> _TASK REQUIREMENTS_
Quote the server-recovery advice word for word, starting with "Get the box" and going on through "see what changed.".

Pete's comment might not have been helpful in the sense you wanted, but it was the correct course of action anyway. Pull the box off the net. Make an image of the disk drive for forensic analysis.

Switch to CentOS/RHEL or an up to date Fedora release with the intention of keeping all updates applied. Restore files from a time previous to the breach. Make sure everything is working.

Seriously check whether you need FTP access other than anonymous via vsftpd. If you need users to be able to upload, go to certificate based authentication and generate the security certificates. Then switch to SFTP instead for uploads. Check through all your clients scripts and packages they're using if they have the ability to install anything to their websites to make sure the versions of software they are running don't have security holes. I'm sure there are more items that others could list, but this is a basic start. Make sure any password access to your client websites is equally strong and you have no root suid scripts associated with them.

Get the box off the net, load a new formatted drive with the current software versions you need and keep it current, restore from an old backup. If clients whine about missing stuff since your last backup - carefully evaluate each item you port across to make sure it isn't infected. If you have no regular backups that are in a known uninfected state - rebuild from scratch - at least for any site that isn't plain jane non-scripted safe stuff. Then you can worry about examining the differences between the last safe copy and the current copy to see what changed.

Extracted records
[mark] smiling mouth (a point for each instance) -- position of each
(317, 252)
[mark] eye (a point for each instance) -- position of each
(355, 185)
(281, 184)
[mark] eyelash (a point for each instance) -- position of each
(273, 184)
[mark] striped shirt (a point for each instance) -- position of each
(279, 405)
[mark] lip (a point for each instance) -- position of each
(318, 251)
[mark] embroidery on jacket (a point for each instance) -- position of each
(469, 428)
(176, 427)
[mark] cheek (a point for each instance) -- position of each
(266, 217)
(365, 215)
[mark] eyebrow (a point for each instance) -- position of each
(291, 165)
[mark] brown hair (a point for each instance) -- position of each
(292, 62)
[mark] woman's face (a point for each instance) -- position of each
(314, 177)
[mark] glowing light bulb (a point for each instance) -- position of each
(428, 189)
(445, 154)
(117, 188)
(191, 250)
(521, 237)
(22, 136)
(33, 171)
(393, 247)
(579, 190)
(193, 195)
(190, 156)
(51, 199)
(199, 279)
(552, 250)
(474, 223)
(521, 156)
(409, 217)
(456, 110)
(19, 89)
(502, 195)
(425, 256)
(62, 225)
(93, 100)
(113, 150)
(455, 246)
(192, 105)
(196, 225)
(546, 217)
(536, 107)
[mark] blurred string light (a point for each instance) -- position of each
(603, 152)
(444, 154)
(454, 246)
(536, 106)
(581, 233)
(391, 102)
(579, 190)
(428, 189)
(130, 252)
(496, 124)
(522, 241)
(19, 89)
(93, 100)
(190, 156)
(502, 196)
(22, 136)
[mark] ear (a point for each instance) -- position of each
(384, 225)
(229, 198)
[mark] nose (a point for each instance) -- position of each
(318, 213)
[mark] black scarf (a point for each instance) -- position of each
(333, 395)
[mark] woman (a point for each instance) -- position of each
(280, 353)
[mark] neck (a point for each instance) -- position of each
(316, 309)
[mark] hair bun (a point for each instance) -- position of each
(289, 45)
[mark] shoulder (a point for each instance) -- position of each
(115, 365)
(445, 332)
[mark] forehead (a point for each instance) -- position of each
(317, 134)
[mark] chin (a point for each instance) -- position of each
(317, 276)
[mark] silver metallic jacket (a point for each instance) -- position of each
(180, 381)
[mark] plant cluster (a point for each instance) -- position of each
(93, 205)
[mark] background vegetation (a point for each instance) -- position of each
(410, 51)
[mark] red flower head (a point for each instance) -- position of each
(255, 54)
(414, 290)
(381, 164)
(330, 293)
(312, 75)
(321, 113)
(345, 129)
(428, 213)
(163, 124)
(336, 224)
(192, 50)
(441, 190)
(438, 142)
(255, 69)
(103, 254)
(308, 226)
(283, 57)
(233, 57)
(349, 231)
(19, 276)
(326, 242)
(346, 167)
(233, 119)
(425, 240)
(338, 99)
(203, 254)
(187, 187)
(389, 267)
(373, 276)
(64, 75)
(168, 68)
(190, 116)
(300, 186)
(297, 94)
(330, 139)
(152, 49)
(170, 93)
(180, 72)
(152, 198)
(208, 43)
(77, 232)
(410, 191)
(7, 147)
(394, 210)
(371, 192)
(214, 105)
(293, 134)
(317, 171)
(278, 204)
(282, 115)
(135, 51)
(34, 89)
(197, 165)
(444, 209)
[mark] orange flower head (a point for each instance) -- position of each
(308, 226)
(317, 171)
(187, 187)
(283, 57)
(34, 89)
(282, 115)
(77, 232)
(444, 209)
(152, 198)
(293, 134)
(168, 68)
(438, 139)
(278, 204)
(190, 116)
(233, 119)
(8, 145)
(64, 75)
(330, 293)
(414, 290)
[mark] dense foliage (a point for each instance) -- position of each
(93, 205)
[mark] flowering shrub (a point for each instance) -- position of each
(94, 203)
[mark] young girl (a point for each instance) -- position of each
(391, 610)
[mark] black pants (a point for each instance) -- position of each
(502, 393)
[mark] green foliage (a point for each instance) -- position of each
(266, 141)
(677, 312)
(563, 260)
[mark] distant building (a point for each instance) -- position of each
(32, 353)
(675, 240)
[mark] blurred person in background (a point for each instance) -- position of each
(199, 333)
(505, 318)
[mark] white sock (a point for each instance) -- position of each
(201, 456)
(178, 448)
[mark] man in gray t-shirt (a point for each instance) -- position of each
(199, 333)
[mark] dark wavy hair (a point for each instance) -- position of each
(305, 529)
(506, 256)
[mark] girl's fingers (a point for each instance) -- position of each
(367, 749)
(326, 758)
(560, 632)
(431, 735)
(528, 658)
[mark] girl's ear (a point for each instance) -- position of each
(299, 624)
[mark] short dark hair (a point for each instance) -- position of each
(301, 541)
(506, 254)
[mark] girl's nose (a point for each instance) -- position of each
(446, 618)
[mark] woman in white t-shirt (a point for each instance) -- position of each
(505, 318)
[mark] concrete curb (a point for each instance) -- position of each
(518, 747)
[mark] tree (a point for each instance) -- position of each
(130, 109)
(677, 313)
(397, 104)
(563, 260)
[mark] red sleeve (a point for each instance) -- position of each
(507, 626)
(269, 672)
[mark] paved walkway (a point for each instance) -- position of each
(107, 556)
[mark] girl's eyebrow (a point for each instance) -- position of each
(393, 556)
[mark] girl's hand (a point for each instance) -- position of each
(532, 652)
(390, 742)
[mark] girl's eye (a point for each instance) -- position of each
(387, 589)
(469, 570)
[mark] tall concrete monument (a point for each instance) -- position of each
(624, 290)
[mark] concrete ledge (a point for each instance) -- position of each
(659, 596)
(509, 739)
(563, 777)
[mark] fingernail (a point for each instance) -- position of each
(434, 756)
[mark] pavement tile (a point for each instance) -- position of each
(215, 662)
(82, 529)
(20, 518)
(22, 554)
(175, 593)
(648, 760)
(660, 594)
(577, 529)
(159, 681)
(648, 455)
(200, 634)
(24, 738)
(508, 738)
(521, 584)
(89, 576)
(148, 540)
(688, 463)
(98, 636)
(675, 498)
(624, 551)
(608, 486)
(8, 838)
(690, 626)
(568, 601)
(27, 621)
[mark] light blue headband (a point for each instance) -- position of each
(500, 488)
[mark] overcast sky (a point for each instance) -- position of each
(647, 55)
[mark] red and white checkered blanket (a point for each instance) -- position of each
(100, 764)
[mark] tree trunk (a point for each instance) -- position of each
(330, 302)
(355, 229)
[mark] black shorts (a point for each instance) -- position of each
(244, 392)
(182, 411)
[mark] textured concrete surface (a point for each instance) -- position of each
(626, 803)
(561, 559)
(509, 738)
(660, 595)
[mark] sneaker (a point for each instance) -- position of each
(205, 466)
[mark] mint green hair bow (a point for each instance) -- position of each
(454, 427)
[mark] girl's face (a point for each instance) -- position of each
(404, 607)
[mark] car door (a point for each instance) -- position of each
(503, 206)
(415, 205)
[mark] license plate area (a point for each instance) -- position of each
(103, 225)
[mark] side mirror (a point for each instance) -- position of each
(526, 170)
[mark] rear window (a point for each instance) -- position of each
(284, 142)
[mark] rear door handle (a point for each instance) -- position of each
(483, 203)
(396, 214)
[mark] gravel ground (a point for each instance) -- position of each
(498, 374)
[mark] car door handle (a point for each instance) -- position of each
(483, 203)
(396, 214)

> _ANSWER TO THE EXERCISE_
Get the box off the net, load a new formatted drive with the current software versions you need and keep it current, restore from an old backup. If clients whine about missing stuff since your last backup - carefully evaluate each item you port across to make sure it isn't infected. If you have no regular backups that are in a known uninfected state - rebuild from scratch - at least for any site that isn't plain jane non-scripted safe stuff. Then you can worry about examining the differences between the last safe copy and the current copy to see what changed.